## To be done
1 – Output the part of the mailing list post on UAX #29 that opens with the words containing "which says that" and closes with "This is fine.", copied exactly.
2 – Answer these questions using the mailing list post on UAX #29:
(a) In what programming language is the Unicode 9 version of UAX #29 being implemented?
(b) Which rule has precedence over WB4?
(c) What does the abbreviation GAZ stand for?
Start of Passage provided
UAX #29: Ambiguities in WB4, and contributing back testcases from Manish Goregaokar on 2016-12-21 (Unicode Mail List Archive)

From: Manish Goregaokar <manish_at_mozilla.com>
Date: Wed, 21 Dec 2016 15:24:21 -0800

Hi,

We've been implementing[1] the Unicode 9 version of UAX #29[2] in
Rust, and came across some ambiguities and issues.

One issue is that the tests[3] are a bit lacking. They don't handle
cases with multiple flag emoji, for example (the handling of which
changed since Unicode 8). We have a couple testcases[4][5] for these
things (and may create more), is there any way to contribute these
back?

Aside from that, WB4's[6] greediness is underspecified. In previous
versions, the rule was

> X (Extend | Format)* → X

which means that you can "collapse" proceeding extend/format
characters into a character itself, without changing the state you're
in. This would just work because Extend/Format characters only appear
in this rule.

However, now the rule is

> X (Extend | Format | ZWJ)* → X

The problem here is that ZWJ appears in the previous rule as well, WB3c[7]:

> ZWJ × (Glue_After_Zwj | EBG)

which says that we should not break between a ZWJ and a GAZ ("Glue
After ZWJ") character.

WB3c has precedence over WB4, which means that a sequence like
`Emoji_Base ZWJ EBG` becomes `Emoji_Base ZWJ×EBG` *first*, before the
ZWJ is collapsed into the Emoji_Base. This is fine.

However, more complicated sequences depend on the greediness of the
Kleene star in WB4. For example, take the sequence `Emoji_Base Extend
ZWJ Extend EBG`. WB3c does not apply here. However, WB4 can apply
since we have a Extend/ZWJ sequence.

WB4 can apply in multiple ways. If it is applied greedily, we get
`Emoji_Base(..) EBG` (where ellipses are used to denote WB4-collapsed
characters). This does break since you don't break between Emoji_Base
and EBG.

However, we can apply it conservatively instead. We can get
`Emoji_Base(..) ZWJ(..) EBG`, which does satisfy WB3c, and doesn't
collapse.
End of Passage provided
Start of Information given
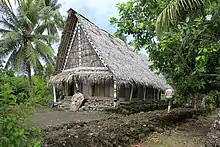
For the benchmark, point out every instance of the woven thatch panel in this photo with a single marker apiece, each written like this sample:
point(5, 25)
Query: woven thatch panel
point(73, 57)
point(98, 45)
point(89, 57)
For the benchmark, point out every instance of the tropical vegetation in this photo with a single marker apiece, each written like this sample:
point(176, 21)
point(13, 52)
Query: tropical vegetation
point(28, 29)
point(181, 38)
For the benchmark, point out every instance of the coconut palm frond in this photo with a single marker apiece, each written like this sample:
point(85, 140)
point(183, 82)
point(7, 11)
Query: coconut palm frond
point(169, 16)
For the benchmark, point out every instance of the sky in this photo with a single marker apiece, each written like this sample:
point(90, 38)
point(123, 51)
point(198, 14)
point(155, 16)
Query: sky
point(97, 11)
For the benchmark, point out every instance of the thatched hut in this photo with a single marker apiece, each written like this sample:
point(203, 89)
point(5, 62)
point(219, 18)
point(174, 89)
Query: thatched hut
point(100, 65)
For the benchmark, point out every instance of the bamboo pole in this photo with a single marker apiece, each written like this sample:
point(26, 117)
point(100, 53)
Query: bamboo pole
point(132, 89)
point(115, 94)
point(54, 94)
point(145, 92)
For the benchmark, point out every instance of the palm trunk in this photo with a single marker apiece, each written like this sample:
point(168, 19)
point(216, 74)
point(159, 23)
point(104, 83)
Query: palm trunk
point(30, 84)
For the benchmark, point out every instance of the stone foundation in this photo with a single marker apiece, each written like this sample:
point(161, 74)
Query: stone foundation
point(90, 104)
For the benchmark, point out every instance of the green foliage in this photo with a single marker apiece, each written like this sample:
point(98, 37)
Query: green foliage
point(14, 128)
point(40, 94)
point(14, 131)
point(177, 10)
point(137, 18)
point(188, 54)
point(27, 32)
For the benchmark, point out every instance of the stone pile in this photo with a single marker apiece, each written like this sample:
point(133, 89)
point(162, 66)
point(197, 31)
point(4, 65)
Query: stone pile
point(96, 105)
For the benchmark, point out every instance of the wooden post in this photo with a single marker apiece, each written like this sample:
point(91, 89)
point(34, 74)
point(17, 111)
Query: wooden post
point(132, 89)
point(145, 92)
point(115, 94)
point(54, 94)
point(79, 47)
point(154, 94)
point(158, 95)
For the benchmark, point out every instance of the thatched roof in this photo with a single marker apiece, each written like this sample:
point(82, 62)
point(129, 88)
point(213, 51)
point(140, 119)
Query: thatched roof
point(125, 65)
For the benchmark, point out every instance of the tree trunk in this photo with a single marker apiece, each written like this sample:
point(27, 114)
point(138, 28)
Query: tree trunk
point(30, 84)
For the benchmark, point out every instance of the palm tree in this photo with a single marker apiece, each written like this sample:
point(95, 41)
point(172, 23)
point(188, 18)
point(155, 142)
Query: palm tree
point(21, 42)
point(174, 10)
point(53, 20)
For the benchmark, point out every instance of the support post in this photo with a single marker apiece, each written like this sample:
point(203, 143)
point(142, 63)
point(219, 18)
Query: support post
point(158, 95)
point(54, 94)
point(115, 94)
point(145, 92)
point(132, 89)
point(154, 94)
point(79, 47)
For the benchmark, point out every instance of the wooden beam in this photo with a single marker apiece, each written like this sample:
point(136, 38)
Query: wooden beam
point(132, 89)
point(88, 68)
point(145, 92)
point(158, 95)
point(79, 47)
point(115, 94)
point(154, 96)
point(54, 94)
point(70, 46)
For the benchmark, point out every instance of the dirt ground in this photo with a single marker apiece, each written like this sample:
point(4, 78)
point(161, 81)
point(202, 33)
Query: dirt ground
point(103, 129)
point(190, 134)
point(46, 117)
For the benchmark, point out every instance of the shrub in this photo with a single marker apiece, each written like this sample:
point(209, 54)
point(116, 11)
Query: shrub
point(14, 128)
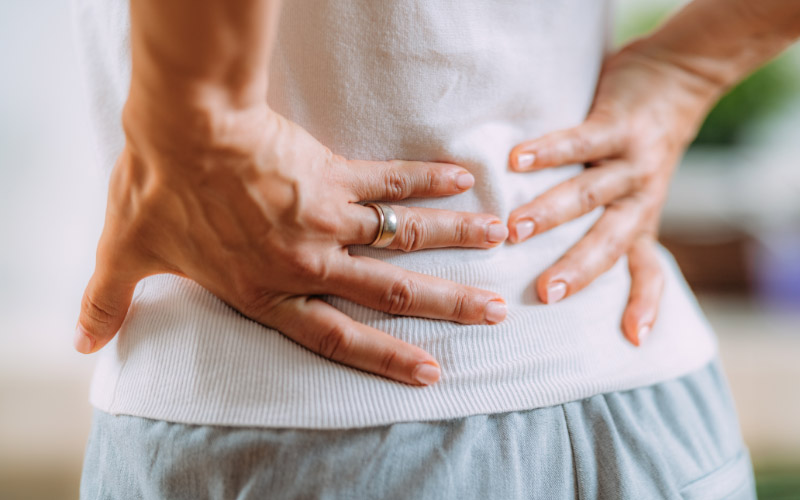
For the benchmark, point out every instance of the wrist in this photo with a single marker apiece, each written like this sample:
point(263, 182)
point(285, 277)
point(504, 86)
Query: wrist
point(189, 131)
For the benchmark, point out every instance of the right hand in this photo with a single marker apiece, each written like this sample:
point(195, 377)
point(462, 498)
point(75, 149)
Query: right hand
point(261, 214)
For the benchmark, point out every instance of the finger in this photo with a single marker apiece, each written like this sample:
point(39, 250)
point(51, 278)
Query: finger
point(420, 228)
point(103, 309)
point(327, 331)
point(595, 139)
point(388, 288)
point(595, 187)
point(399, 179)
point(647, 284)
point(594, 254)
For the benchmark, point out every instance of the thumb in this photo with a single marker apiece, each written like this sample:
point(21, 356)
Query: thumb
point(595, 139)
point(103, 309)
End of Information given
## Correct answers
1 –
which says that we should not break between a ZWJ and a GAZ ("Glue
After ZWJ") character.

WB3c has precedence over WB4, which means that a sequence like
`Emoji_Base ZWJ EBG` becomes `Emoji_Base ZWJ×EBG` *first*, before the
ZWJ is collapsed into the Emoji_Base. This is fine.

2 –
(a) Rust
(b) WB3c
(c) Glue After ZWJ